* _YOUR GOAL_: Return, word for word, the part of the data that opens with the line containing "of the sofa" and closes with the line containing "21 47 L 15 49", with both of those lines included.
___ PROVIDED INFORMATION ___
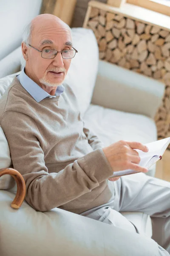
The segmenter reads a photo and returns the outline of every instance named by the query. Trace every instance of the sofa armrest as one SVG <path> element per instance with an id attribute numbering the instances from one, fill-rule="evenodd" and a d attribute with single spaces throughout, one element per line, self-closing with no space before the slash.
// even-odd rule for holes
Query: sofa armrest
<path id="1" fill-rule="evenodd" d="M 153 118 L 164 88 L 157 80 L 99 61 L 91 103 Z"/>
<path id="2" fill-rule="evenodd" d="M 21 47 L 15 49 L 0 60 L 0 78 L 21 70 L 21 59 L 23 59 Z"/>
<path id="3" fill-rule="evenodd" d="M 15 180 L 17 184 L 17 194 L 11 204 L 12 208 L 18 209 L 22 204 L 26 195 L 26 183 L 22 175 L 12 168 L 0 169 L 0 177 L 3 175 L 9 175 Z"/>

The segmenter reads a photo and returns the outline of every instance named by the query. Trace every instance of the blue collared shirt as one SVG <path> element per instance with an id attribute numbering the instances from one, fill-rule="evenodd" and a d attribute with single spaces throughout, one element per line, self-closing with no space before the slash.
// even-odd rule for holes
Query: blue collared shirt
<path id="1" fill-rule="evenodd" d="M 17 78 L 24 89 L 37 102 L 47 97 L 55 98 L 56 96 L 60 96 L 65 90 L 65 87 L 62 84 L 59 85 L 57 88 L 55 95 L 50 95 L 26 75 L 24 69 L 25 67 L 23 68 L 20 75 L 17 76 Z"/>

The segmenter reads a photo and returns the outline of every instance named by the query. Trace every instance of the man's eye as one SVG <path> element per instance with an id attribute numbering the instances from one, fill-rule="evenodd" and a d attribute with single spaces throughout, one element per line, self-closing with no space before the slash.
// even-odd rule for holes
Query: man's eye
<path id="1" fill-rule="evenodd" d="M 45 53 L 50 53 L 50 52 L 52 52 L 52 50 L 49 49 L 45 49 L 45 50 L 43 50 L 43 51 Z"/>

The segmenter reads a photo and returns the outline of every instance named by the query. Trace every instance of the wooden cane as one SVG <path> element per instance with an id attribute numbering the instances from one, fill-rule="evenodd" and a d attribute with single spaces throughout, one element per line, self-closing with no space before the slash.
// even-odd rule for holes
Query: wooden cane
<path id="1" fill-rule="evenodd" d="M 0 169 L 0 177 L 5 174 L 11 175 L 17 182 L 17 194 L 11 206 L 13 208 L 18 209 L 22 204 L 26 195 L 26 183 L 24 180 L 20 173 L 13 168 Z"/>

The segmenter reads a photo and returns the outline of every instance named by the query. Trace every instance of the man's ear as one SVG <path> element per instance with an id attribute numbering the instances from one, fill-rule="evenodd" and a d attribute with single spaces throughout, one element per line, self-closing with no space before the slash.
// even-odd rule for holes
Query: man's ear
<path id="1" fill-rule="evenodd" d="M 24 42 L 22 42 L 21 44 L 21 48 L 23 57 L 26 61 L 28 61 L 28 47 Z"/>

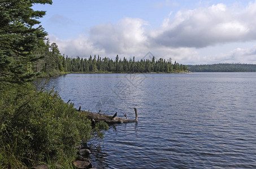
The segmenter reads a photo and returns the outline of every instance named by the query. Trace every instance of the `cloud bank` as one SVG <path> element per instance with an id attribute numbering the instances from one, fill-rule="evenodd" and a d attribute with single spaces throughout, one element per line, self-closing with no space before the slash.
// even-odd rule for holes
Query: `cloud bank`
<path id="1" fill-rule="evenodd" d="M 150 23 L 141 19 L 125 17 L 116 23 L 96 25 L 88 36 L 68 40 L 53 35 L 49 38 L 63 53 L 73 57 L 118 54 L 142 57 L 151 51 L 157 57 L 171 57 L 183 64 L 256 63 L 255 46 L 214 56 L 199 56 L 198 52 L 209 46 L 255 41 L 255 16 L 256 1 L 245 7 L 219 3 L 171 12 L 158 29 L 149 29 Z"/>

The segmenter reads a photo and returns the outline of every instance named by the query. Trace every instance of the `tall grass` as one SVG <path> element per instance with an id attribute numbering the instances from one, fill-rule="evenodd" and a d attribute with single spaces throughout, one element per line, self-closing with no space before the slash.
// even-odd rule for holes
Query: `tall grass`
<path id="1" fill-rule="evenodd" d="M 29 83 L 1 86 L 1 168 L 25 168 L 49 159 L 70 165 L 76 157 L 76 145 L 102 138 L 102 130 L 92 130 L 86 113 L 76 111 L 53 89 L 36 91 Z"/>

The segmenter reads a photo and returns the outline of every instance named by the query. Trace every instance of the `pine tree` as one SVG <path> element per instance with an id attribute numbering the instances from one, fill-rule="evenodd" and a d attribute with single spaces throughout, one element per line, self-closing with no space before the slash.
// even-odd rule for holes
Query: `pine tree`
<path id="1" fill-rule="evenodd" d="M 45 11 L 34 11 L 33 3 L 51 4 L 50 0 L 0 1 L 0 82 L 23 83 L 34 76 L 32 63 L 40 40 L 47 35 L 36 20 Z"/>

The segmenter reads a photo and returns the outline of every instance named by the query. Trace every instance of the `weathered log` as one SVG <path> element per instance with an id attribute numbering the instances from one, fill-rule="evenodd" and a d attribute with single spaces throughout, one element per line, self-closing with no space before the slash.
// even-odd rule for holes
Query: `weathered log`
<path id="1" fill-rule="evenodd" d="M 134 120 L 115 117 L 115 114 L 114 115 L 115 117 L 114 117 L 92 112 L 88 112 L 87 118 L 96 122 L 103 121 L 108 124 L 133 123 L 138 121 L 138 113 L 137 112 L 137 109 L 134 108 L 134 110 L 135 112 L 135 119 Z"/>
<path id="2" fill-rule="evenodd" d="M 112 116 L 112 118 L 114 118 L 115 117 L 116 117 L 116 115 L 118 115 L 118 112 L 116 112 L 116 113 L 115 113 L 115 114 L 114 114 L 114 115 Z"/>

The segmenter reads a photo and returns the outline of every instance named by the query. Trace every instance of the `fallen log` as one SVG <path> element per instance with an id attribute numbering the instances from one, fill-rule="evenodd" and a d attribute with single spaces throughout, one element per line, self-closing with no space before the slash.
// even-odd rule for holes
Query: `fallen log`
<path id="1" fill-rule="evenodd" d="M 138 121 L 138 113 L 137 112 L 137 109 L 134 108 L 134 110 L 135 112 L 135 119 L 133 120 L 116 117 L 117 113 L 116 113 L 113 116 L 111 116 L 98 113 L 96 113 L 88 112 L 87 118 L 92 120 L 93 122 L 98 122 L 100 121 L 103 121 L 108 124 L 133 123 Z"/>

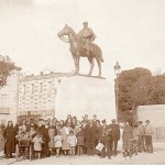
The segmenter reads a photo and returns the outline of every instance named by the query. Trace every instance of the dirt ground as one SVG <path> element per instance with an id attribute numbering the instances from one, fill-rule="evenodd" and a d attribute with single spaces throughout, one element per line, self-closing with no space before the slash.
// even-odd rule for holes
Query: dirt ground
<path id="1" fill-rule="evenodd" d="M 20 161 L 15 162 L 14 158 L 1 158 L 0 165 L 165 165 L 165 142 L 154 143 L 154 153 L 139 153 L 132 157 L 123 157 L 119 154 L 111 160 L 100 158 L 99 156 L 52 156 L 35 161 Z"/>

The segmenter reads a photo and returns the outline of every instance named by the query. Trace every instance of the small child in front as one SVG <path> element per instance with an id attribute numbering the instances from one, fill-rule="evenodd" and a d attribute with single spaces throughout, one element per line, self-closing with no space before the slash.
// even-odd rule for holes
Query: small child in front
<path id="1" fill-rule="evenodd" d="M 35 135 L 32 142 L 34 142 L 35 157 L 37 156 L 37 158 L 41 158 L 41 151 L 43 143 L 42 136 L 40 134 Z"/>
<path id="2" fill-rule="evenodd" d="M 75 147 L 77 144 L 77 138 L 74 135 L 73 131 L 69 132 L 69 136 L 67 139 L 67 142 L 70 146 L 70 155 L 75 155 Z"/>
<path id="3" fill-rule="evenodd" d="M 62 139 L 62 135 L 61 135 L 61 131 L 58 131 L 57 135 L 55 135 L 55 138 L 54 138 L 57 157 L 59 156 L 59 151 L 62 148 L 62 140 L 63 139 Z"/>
___
___ PROVIDED INFORMATION ___
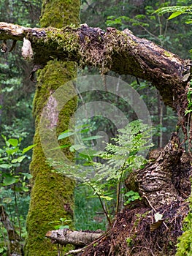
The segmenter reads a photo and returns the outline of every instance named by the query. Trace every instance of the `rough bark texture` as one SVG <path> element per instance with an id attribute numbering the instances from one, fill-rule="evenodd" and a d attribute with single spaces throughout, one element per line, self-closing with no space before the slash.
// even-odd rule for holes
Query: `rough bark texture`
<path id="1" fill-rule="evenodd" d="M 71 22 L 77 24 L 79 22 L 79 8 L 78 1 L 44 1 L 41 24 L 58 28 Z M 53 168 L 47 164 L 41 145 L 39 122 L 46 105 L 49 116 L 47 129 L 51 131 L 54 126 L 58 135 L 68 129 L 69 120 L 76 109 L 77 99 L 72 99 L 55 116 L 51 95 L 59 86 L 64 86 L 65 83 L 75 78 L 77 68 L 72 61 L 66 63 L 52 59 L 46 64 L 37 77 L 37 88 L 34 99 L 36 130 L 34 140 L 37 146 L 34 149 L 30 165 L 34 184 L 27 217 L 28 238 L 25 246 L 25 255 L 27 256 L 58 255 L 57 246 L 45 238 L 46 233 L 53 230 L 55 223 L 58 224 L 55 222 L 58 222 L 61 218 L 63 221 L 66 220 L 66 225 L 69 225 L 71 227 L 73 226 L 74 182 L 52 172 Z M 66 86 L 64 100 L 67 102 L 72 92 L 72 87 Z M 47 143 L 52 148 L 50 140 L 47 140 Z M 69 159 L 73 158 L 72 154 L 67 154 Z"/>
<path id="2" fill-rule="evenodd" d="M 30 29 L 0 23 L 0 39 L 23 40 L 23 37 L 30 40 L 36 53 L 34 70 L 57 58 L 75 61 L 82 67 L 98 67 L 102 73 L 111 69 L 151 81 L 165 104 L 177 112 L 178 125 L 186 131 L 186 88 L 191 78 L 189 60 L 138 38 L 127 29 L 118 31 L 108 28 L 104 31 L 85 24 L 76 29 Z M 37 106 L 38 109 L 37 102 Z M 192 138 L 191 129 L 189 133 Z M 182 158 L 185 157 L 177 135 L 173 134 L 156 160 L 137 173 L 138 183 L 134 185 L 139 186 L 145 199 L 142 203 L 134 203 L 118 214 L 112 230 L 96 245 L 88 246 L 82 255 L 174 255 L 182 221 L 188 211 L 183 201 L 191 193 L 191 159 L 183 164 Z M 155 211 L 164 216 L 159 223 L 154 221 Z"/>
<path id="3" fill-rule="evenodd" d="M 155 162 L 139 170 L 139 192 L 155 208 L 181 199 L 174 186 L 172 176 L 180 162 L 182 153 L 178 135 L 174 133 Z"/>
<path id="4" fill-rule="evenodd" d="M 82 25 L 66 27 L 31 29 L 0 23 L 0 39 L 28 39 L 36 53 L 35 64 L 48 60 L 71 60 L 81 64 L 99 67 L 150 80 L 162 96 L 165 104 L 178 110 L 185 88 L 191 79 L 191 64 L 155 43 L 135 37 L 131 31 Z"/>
___
___ PROVIDED INFORMATION ___
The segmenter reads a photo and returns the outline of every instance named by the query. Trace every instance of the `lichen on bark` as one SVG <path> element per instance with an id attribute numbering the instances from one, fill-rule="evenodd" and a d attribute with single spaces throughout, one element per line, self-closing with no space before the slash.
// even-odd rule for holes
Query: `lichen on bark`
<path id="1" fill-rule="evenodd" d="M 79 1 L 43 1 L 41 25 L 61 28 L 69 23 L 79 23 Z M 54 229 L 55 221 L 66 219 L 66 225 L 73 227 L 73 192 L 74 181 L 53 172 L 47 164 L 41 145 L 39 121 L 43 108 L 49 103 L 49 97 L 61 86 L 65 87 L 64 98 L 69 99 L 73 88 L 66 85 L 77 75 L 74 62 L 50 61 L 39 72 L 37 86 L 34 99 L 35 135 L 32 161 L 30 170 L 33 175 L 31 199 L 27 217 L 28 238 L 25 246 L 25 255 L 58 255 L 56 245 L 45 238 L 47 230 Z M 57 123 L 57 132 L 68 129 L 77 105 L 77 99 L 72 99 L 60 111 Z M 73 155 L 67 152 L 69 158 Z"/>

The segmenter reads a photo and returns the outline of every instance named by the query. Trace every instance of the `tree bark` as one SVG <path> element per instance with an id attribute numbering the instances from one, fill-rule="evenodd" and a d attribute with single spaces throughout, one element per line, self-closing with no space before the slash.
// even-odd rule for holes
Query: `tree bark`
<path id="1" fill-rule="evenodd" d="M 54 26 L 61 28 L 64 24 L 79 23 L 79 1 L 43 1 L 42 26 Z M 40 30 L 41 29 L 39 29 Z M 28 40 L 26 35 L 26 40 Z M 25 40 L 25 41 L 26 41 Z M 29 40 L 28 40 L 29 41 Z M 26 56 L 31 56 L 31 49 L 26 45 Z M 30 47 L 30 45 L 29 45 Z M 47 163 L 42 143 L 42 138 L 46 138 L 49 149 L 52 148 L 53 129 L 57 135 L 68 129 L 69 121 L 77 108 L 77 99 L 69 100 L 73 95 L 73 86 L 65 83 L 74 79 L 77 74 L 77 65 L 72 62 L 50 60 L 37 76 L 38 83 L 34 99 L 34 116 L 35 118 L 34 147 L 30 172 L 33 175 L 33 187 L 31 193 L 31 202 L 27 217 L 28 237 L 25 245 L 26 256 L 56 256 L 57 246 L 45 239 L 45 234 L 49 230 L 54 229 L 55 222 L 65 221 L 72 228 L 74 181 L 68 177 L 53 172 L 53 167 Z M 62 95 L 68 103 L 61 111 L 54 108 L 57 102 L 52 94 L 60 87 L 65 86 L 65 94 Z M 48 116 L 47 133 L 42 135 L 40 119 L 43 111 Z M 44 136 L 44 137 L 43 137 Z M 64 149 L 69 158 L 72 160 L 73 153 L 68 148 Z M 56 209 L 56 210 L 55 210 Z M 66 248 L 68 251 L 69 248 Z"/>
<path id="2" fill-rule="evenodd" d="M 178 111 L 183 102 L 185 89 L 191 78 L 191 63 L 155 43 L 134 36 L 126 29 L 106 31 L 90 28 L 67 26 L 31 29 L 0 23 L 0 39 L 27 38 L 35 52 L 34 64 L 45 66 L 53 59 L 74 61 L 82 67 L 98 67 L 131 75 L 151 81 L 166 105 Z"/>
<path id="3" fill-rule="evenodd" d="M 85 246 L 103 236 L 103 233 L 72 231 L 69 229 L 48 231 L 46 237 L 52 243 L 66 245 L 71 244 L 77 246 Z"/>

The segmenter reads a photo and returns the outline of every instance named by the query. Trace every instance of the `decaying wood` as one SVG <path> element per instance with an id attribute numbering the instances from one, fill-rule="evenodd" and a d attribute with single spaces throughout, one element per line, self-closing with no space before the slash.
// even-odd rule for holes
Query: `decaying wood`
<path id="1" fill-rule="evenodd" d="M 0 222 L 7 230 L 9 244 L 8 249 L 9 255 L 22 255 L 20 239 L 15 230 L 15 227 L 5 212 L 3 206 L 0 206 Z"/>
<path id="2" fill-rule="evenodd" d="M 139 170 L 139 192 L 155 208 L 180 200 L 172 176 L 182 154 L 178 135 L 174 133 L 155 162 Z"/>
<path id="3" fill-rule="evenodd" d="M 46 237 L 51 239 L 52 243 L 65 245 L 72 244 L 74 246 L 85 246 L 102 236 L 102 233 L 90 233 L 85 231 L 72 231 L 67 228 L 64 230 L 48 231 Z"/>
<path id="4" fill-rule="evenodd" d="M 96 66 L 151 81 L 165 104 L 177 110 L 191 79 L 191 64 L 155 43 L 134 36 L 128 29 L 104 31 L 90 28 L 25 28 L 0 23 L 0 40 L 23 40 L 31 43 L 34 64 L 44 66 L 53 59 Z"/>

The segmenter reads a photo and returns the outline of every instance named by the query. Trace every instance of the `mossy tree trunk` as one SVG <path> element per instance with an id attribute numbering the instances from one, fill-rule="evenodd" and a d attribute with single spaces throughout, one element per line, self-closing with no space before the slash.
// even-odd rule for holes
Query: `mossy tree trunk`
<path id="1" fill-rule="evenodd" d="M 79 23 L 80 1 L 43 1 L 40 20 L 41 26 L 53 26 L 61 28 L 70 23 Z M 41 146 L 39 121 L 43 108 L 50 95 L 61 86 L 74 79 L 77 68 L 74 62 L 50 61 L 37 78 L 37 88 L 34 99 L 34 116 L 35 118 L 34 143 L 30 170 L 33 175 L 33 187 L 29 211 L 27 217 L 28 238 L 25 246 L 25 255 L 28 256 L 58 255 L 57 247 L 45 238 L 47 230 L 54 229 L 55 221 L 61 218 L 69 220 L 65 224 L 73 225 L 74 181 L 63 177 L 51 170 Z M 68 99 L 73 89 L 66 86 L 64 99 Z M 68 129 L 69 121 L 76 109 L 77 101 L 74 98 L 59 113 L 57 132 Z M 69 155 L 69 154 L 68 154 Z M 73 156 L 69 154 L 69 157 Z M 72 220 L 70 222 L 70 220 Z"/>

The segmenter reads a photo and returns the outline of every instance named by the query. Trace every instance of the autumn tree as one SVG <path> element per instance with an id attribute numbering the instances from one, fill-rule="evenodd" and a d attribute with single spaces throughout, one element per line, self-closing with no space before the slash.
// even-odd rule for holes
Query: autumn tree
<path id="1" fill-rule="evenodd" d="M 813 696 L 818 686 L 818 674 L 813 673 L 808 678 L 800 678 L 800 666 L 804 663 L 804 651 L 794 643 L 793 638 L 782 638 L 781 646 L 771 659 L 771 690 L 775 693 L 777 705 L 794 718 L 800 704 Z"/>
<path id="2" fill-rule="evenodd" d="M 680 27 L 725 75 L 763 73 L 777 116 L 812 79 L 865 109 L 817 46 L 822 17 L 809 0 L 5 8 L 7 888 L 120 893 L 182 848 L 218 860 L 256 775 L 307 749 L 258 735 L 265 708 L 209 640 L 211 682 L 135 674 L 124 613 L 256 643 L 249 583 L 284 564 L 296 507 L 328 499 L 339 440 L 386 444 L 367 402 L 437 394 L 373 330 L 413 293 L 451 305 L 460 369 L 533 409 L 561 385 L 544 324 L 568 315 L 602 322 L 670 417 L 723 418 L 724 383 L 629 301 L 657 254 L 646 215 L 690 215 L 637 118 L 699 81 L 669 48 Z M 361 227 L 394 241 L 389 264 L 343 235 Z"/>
___
* _WORKED ANSWER_:
The segmenter reads a photo and returns the outline of every instance named by the query. Trace every instance of the sofa armrest as one SVG <path> element per instance with an id attribute numbering the instances from one, fill-rule="evenodd" and a d attribute with single spaces throughout, one element per line, self-closing with no space before the slash.
// even-odd rule for holes
Query: sofa armrest
<path id="1" fill-rule="evenodd" d="M 153 118 L 164 88 L 157 80 L 99 61 L 91 103 Z"/>
<path id="2" fill-rule="evenodd" d="M 21 47 L 15 49 L 0 60 L 0 78 L 21 70 L 21 59 L 23 59 Z"/>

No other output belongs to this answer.